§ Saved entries
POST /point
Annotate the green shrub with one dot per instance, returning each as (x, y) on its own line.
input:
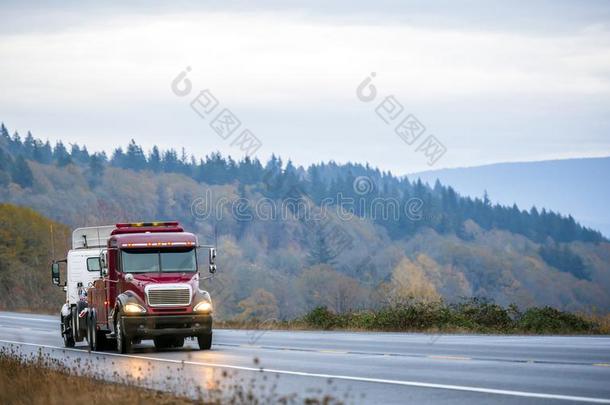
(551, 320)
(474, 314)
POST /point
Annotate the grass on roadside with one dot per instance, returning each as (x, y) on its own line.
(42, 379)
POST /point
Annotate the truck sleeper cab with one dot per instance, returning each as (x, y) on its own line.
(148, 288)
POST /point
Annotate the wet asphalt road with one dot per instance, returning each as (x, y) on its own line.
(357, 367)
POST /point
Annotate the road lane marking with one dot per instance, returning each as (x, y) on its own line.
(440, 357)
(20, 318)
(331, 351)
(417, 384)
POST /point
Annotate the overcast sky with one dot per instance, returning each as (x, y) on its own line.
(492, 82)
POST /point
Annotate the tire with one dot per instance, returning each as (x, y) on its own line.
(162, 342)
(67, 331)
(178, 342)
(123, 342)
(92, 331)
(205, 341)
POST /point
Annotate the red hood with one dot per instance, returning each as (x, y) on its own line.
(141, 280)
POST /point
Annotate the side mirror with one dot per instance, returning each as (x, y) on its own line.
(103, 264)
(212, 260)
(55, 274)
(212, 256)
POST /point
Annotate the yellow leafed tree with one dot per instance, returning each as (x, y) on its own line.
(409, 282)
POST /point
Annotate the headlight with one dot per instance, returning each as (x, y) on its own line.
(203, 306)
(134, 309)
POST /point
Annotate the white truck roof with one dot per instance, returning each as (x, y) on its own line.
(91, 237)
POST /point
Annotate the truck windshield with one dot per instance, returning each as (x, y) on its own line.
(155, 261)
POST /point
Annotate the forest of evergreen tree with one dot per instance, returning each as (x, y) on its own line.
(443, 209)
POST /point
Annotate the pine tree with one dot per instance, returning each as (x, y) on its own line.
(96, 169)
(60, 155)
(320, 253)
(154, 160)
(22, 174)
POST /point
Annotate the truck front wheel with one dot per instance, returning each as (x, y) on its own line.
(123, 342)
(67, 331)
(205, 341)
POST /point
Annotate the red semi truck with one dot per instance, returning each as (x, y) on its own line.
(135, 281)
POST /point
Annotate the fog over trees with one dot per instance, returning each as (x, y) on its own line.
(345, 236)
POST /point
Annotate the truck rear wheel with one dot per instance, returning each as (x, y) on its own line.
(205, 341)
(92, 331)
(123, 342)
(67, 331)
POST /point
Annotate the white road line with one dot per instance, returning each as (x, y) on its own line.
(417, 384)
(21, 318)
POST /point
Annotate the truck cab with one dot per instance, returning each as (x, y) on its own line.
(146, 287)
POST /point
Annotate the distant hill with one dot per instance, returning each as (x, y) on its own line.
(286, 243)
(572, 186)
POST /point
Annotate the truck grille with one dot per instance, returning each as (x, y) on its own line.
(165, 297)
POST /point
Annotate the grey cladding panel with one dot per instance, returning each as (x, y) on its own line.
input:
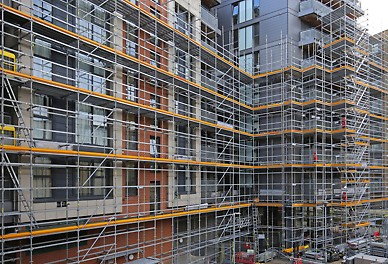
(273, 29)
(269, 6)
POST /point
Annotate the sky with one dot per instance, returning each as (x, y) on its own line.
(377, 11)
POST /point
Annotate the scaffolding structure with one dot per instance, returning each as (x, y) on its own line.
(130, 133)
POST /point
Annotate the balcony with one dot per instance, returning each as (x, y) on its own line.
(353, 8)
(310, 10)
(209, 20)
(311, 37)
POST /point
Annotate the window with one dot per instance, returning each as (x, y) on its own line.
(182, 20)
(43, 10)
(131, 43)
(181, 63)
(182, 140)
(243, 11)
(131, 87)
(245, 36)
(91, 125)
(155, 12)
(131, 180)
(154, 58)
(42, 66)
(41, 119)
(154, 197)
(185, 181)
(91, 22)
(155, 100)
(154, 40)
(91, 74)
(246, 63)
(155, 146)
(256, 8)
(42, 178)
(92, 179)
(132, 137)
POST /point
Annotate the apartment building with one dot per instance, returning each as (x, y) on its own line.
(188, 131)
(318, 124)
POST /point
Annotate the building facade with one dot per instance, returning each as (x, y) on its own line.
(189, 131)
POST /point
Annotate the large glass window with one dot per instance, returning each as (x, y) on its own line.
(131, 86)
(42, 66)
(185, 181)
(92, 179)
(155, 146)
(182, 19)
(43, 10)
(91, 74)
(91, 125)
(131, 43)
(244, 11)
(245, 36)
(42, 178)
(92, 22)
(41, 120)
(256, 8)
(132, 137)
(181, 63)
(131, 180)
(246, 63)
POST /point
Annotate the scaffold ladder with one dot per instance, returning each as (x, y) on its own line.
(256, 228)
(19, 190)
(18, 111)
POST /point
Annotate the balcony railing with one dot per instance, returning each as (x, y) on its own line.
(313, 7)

§ Instructions to follow
Text only, pictures out: give every record again as written.

§ Output
POST /point
Annotate the green shrub with one dot per instance, returning each as (x, y) on its own line.
input:
(551, 320)
(474, 314)
POST /point
Annotate the grass on roadside with one dot per instance, returning each as (x, y) on its own line.
(42, 379)
POST /point
Annotate the truck sleeper cab with one dot per instance, returning each as (x, y) on its own line.
(148, 288)
POST /point
Annotate the wet asphalt road with one dot per instance, returning each as (x, y) on its own line.
(357, 367)
POST /point
Annotate the road lane marking with one dot per instance, returning each as (x, y) on its own line.
(440, 357)
(20, 318)
(331, 351)
(417, 384)
POST /point
Annotate the overcast sky with one dot per instance, returning each as (x, y) on its own line.
(492, 82)
POST /point
Annotate the tire with one dot per instance, returning each as (x, y) on its own line.
(162, 342)
(67, 331)
(178, 342)
(123, 342)
(92, 331)
(205, 341)
POST /point
Annotate the red hood with one dot per instance, returning each as (x, y) on its own line.
(141, 280)
POST /point
Annotate the side mirror with one dot per instance, returning each as (x, y) on its own line.
(103, 264)
(212, 260)
(55, 274)
(212, 256)
POST /point
Annotate the yellow leafed tree with one dot per instance, returning each as (x, y) on its own line.
(409, 282)
POST /point
Annotate the headlight with one dot per instance, returning each as (x, y) on its own line.
(203, 306)
(134, 309)
POST /point
Annotate the white truck roof with one dot per instance, returning each as (x, y) on its own line.
(91, 237)
POST /point
Annotate the truck windshield with one dot per instance, returning each as (x, y) on its own line.
(155, 261)
POST /point
Annotate the forest of evergreen tree with one dot per instance, returning each as (x, y) on its own line.
(443, 209)
POST /point
Annotate the pine tree with one dot per instance, returning each as (x, y) on its own line.
(96, 169)
(60, 155)
(320, 253)
(154, 160)
(22, 174)
POST /point
Annotate the truck front wheel with one dot per instance, returning each as (x, y) on its own line.
(123, 342)
(67, 331)
(205, 341)
POST /point
Annotate the red semi truck with one dot per instance, returning each as (x, y) on its own line.
(135, 281)
POST /point
Annotate the fog over trees with one dot per instance, returning each as (x, y) on its own line.
(345, 236)
POST /point
Annotate the truck rear wheel with one dot per instance, returning each as (x, y) on its own line.
(205, 341)
(92, 331)
(123, 342)
(67, 331)
POST /point
Annotate the white road line with one dot per instance, returning each as (x, y) on its own line.
(417, 384)
(21, 318)
POST /point
Annotate the truck cab with one dot per instance, returning each as (x, y) on its own line.
(146, 287)
POST /point
Annotate the distant hill with one dot per instance, returning each as (x, y) on its own line.
(286, 243)
(572, 186)
POST /point
Annotate the truck grille with one dot per instance, returning each as (x, y) on its own line.
(165, 297)
POST /point
Annotate the grey cladding panel with one dot per instance, returning each as (x, y) on its own line.
input:
(273, 29)
(269, 6)
POST /point
Annotate the sky with one dot per instance, returning each as (x, y) on its own line.
(377, 11)
POST /point
Annotate the scaffolding structure with one dot per instance, returning each as (x, y) on its own line.
(130, 133)
POST /point
Annotate the balcony with one dot per instance, returning each as (x, y) on its own line.
(353, 8)
(310, 10)
(209, 20)
(311, 37)
POST /point
Annotate the window with one dot per instance, returning each as (x, y) on its own line.
(182, 20)
(43, 10)
(131, 43)
(181, 63)
(182, 140)
(243, 11)
(131, 87)
(245, 36)
(91, 125)
(155, 12)
(131, 180)
(154, 58)
(42, 66)
(41, 119)
(154, 197)
(185, 181)
(91, 22)
(155, 100)
(154, 40)
(91, 74)
(246, 63)
(155, 146)
(256, 8)
(42, 178)
(92, 179)
(132, 137)
POST /point
Annotate the apartment building with one dot per instance, returning each as (x, y) on its own line.
(188, 131)
(318, 124)
POST /point
Annotate the building facade with one dot per instance, returning each as (x, y) on its own line.
(189, 131)
POST /point
Annotate the large glass window with one dot per instance, returning each as (x, y) on its own line.
(131, 86)
(42, 66)
(185, 181)
(92, 179)
(155, 146)
(182, 19)
(43, 10)
(91, 74)
(91, 125)
(131, 43)
(244, 11)
(245, 36)
(42, 178)
(92, 22)
(41, 120)
(256, 8)
(132, 137)
(181, 63)
(131, 180)
(246, 63)
POST /point
Annotate the scaffold ladder with one dot per instance, returning each as (x, y) on its own line.
(256, 228)
(19, 190)
(18, 111)
POST /point
Annotate the balcony railing with one dot per instance, returning each as (x, y) on its own line.
(313, 7)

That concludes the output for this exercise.